• À réaliser:
A) Modifiez l’article sur l’incendie d’OVH en reproduisant le passage qui commence aux mots « Mais nous sommes » et s’arrête après « pas à supporter. ». Remplacez-y « répercussions mondiales » par « répercussions internationales ».
B) Reprenez la rédaction de l’article sur l’incendie d’OVH à l’endroit où il s’arrête.

Par Yves Grandmontagne, rédacteur en chef de Datacenter Magazine
La presse spécialisée s’est emparée du rapport d’OVHcloud remis à l’AMF pour profiter de la transparence imposée par l’engagement vers l’IPO pour décortiqué le prix qu’OVH va payer suite à l’incendie de son datacenter de Strasbourg, en mars dernier. Nous avons publié notre propre analyse du document : « OVH, le prix de l’incendie du datacenter de Strasbourg« .
La lecture du document d’enregistrement déposé par OVHcloud révèle un prix de l’ordre de 105 millions d’euros, non intégralement engagé à ce jour (le risque lié aux actions en responsabilités lancées par des clients porte sur plusieurs années avec une incertitude sur d’éventuelles condamnations), dont 58 millions d’euros seraient pris en charge par les assurances.
Mais nous sommes très loin du compte, car l’incendie du datacenter d’OVH a eu des répercussions mondiales, qui inévitablement ont un coût supporté par l’écosystème des datacenters, et que bien évidemment OVH n’aura pas à supporter.
« L’épisode OVH a eu un impact planétaire« , nous a déclaré Olivier Micheli, CEO de Data4 et Président de France Datacenter lors d’une interview qu’il nous a accordée (lire et voir ici). Mais cet impact se révèle quasi impossible à mesurer. Il porte sur quatre domaines principaux :
- Depuis l’incendie, principalement dans les mois qui ont suivi, et qui se prolonge aujourd’hui encore, la perte de confiance des clients et prospects dans la sécurité des datacenters est palpable. Rencontrez des clients, organisez un événement dans un datacenter ou sur l’écosystème des datacenters, invariablement la question de l’incendie d’OVH sera posée ! Les opérateurs sont contraints de consacrer une part non négligeable de leur temps à répondre à leurs clients et à les rassurer. « Non, ce qui est arrivé chez OVH ne peut pas arriver chez nous, et voilà pourquoi…« .

• Données brutes:

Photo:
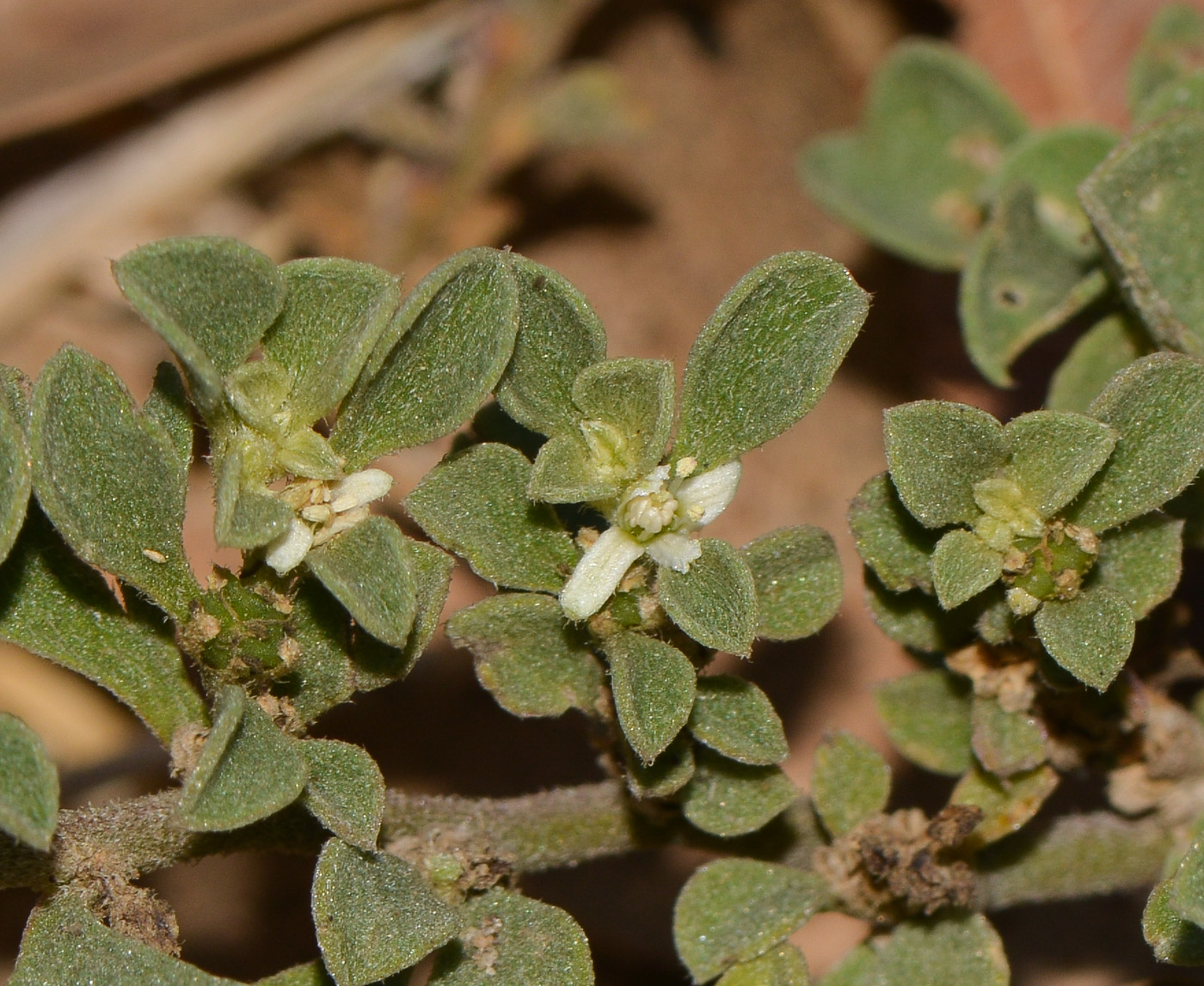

• Résultats de l’exercice:
A)
Mais nous sommes très loin du compte, car l’incendie du datacenter d’OVH a eu des répercussions internationales, qui inévitablement ont un coût supporté par l’écosystème des datacenters, et que bien évidemment OVH n’aura pas à supporter.

B)
- La perte de confiance porte également sur l’environnement politique et socio-économique des datacenters. Déjà soumis à la pression écologique, ainsi qu’à celle des territoires (les moratoires qui bloquent la construction de nouveaux datacenters dans certaines grandes agglomérations jusqu’à présent considérées comme des terres d’accueil, à l’exemple d’Amsterdam), et qui aujourd’hui s’interrogent sur le risque d’incendie, ne favorisent pas les nouveaux projets ou leur imposent de nouveaux investissements en réponse.
- En réaction, de nombreux exploitants, répondant à la pression mise par leurs clients et partenaires, ont commandé des audits pour valider leur politique de sécurité. Certains ont même consentis de nouveaux investissements, ou le feront prochainement selon leurs engagements budgétaires, afin de renforcer leurs équipements de sécurité incendie, même lorsque les équipements en place répondent aux attentes et aux pratiques.
- Dernier prix à payer, et qui peut se révéler particulièrement lourd, le prix des assurances. Le datacenter est passé dans le radar de défiance de nombreuses compagnies. Certaines renoncent aujourd’hui à assurer des nouveaux datacenters. Tandis que pour les datacenters existants le risque est élevé de voir les compagnies réviser les contrats, exiger plus d’investissements dans les équipements de protection, voire augmenter la tarification.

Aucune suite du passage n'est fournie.